* Begin Recorded information *
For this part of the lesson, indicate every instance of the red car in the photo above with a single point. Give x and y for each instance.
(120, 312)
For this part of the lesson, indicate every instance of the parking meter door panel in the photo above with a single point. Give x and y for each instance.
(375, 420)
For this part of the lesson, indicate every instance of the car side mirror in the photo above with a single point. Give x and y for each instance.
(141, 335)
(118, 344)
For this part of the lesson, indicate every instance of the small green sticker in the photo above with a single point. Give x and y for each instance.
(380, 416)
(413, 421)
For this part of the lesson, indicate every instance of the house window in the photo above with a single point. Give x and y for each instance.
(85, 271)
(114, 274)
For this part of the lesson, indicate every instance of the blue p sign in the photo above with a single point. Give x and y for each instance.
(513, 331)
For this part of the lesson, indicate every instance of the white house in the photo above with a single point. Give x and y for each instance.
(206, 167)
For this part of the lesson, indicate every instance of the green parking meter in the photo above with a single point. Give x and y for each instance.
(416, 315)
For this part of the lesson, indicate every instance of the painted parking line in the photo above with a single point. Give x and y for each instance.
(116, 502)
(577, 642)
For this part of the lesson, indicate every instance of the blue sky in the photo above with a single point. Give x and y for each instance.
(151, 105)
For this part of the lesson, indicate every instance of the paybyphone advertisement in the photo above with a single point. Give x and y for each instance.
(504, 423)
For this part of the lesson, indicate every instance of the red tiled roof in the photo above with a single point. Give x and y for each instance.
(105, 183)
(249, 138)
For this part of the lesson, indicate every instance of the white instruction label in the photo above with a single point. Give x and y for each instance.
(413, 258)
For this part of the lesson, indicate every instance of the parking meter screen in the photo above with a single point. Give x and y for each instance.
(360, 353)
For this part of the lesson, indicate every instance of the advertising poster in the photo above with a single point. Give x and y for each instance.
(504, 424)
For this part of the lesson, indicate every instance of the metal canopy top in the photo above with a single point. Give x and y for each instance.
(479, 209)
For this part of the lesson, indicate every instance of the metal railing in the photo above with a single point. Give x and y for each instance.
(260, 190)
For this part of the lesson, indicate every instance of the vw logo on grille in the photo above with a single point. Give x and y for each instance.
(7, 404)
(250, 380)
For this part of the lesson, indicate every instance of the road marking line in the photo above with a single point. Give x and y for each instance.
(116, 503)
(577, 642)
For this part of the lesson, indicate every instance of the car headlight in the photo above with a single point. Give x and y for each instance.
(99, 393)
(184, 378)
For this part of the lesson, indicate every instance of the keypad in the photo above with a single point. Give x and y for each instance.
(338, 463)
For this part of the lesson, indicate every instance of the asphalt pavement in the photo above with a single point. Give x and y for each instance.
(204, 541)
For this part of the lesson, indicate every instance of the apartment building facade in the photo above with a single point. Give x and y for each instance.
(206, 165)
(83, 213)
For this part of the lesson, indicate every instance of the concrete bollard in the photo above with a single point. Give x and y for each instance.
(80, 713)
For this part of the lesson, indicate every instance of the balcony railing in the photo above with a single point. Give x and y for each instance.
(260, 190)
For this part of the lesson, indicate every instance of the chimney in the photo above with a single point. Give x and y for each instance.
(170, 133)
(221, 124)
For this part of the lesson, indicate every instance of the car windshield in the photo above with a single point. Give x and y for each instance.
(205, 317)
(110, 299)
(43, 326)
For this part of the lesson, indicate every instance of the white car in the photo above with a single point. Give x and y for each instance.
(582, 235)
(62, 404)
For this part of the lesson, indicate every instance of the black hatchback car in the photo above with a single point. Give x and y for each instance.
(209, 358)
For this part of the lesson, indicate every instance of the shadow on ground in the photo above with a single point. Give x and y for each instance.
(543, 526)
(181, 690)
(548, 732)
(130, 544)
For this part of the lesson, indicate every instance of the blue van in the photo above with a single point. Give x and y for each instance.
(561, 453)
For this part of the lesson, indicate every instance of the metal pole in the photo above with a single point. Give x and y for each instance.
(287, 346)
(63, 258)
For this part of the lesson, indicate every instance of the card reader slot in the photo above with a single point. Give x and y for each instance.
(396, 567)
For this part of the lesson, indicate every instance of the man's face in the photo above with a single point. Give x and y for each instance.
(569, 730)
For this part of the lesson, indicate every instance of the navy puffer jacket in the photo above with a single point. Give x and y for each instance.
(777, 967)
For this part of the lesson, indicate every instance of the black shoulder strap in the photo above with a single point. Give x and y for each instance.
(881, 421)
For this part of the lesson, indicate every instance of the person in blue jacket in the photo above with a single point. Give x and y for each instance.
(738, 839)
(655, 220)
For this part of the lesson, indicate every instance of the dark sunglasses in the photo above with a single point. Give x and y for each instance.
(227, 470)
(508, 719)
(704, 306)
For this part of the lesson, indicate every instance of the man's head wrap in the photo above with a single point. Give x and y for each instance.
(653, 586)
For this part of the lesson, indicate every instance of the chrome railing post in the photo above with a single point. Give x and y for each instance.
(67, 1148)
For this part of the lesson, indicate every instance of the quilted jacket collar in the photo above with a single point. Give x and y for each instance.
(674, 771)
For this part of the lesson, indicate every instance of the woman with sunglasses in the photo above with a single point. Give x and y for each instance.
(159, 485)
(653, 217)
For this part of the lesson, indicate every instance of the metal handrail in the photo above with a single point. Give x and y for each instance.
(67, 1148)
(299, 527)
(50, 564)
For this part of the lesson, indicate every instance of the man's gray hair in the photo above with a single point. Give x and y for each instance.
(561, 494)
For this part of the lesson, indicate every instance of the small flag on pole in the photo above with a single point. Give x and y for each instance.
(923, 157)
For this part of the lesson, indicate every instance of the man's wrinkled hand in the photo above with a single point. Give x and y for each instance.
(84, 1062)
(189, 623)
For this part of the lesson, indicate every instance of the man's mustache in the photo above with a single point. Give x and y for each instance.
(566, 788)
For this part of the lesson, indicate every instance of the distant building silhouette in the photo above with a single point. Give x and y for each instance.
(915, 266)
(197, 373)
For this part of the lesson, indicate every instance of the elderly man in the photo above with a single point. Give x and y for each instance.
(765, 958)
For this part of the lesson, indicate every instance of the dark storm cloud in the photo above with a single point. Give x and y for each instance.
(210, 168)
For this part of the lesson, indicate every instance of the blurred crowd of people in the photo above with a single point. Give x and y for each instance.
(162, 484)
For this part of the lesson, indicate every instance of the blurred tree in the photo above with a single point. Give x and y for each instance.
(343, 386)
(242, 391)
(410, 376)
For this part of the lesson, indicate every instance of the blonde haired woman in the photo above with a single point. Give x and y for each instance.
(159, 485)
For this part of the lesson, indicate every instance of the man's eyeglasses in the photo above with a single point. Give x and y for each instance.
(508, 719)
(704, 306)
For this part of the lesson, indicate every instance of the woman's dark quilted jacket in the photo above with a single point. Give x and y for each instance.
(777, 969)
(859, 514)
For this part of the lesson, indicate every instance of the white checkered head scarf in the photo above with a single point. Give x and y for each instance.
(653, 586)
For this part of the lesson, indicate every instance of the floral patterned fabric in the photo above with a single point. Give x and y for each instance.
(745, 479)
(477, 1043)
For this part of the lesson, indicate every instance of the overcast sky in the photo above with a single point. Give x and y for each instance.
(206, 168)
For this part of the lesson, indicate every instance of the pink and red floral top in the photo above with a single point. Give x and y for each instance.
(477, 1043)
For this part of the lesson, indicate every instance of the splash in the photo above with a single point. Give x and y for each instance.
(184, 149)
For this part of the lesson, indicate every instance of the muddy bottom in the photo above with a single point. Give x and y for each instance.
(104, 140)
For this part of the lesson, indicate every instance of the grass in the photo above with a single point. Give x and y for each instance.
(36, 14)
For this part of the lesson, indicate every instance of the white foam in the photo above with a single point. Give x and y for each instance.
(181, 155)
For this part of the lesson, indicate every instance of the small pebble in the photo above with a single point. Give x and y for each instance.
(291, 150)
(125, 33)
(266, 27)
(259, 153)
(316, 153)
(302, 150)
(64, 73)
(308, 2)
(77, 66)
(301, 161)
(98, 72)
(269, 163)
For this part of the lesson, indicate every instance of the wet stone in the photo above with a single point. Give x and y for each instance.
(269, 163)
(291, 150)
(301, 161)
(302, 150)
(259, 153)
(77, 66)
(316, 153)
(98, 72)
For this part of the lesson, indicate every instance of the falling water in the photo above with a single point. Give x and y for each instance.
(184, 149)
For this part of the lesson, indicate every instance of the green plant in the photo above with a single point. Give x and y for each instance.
* End Recorded information *
• **The request**
Copy exactly the lines from the one containing "the small pebble" through the last line of the records, both included, and nothing else.

• **Complete output**
For this part of the lesson, indicate every instance of the small pebble in the photo above with a single point. Give x and y for each instance.
(291, 150)
(125, 33)
(266, 27)
(259, 153)
(316, 153)
(302, 150)
(64, 73)
(308, 2)
(77, 66)
(301, 161)
(98, 72)
(269, 163)
For this part of the lesson, indicate every instance of the wet stone in the photo above with a single point. Give x and y for each instance.
(269, 163)
(291, 150)
(301, 161)
(302, 150)
(259, 153)
(77, 66)
(316, 153)
(98, 72)
For this part of the lesson, indicate every instance of the falling water in the photo above with a single point. Give x and y for each instance.
(184, 149)
For this part of the lesson, indicate every instance of the green plant in the photo above with a single point. Give x and y for each instance.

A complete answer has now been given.